WHAT YOU SHOULD DO:
From the line with "Each instance of the wooden" to the final line of the records, reproduce every line exactly and only those lines.

TASK DATA:

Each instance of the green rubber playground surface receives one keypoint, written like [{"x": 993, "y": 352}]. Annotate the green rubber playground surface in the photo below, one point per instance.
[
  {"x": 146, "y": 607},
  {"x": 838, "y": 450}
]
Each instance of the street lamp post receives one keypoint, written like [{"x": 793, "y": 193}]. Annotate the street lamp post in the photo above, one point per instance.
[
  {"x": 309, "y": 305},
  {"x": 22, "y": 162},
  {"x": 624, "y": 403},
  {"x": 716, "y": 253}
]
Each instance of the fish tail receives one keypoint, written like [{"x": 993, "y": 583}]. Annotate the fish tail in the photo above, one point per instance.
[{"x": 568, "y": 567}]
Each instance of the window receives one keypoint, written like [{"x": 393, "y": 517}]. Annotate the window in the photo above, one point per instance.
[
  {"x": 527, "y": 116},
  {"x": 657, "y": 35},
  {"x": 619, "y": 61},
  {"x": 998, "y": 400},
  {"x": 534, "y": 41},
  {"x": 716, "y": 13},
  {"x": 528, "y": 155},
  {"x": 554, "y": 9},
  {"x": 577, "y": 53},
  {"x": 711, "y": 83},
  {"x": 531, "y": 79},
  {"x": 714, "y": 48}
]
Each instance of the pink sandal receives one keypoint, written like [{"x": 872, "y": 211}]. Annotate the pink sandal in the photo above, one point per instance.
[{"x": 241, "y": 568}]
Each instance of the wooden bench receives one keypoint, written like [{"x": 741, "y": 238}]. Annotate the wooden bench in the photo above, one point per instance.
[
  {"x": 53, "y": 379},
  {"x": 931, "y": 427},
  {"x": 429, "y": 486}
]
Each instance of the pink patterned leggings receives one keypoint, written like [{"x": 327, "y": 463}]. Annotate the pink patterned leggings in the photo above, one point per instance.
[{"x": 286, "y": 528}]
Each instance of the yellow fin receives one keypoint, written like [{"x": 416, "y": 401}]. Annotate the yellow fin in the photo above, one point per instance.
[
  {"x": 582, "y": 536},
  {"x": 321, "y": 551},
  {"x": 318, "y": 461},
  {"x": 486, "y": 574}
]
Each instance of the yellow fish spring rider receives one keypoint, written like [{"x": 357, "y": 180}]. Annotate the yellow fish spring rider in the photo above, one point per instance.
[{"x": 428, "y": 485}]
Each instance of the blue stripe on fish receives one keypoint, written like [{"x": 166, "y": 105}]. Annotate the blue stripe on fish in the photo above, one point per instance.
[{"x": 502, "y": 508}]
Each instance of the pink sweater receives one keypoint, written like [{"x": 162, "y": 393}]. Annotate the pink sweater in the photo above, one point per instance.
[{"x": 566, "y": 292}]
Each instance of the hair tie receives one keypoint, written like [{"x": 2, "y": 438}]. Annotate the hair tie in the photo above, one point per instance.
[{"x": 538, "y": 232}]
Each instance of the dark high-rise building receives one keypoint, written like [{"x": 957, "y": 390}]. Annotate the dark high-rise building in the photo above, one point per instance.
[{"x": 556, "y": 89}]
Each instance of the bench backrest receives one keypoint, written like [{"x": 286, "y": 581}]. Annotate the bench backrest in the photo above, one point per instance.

TASK OUTPUT:
Each instance of the wooden bench receives one keypoint, written like [{"x": 741, "y": 238}]. Annotate the wooden bench in the photo above, one point per instance.
[
  {"x": 53, "y": 379},
  {"x": 931, "y": 427},
  {"x": 429, "y": 486}
]
Each instance of the pink patterned leggings receives one keypoint, written like [{"x": 327, "y": 463}]. Annotate the pink patterned leggings in the photo above, one point per instance.
[{"x": 286, "y": 528}]
Each instance of the yellow fin receives one keypoint, written like [{"x": 416, "y": 401}]. Annotate the yellow fin in the photo above, one point per instance.
[
  {"x": 582, "y": 536},
  {"x": 321, "y": 551},
  {"x": 318, "y": 461},
  {"x": 486, "y": 574}
]
Each instance of the yellow fish spring rider receives one keypoint, written like [{"x": 357, "y": 180}]. Annotate the yellow fish spring rider in the photo above, one point per instance.
[{"x": 428, "y": 485}]
Each instance of the blue stripe on fish receives one keypoint, written like [{"x": 166, "y": 105}]. Annotate the blue stripe on fish in the photo above, one point per instance.
[{"x": 502, "y": 508}]
Each instance of the pink sweater receives one keypoint, written like [{"x": 162, "y": 393}]. Annotate the pink sweater in the photo above, one point per instance.
[{"x": 566, "y": 292}]
Each instance of the hair tie receives one keypoint, written like [{"x": 2, "y": 438}]. Annotate the hair tie in the photo above, one point per instance.
[{"x": 538, "y": 232}]
Each instance of the dark high-rise building receives one keypoint, written like [{"x": 957, "y": 390}]. Annotate the dark high-rise building in the photo above, one point per instance.
[{"x": 556, "y": 89}]
Each instance of the bench backrest receives one keypoint, written like [{"x": 286, "y": 581}]. Annotate the bench backrest in the photo above, one point per instance.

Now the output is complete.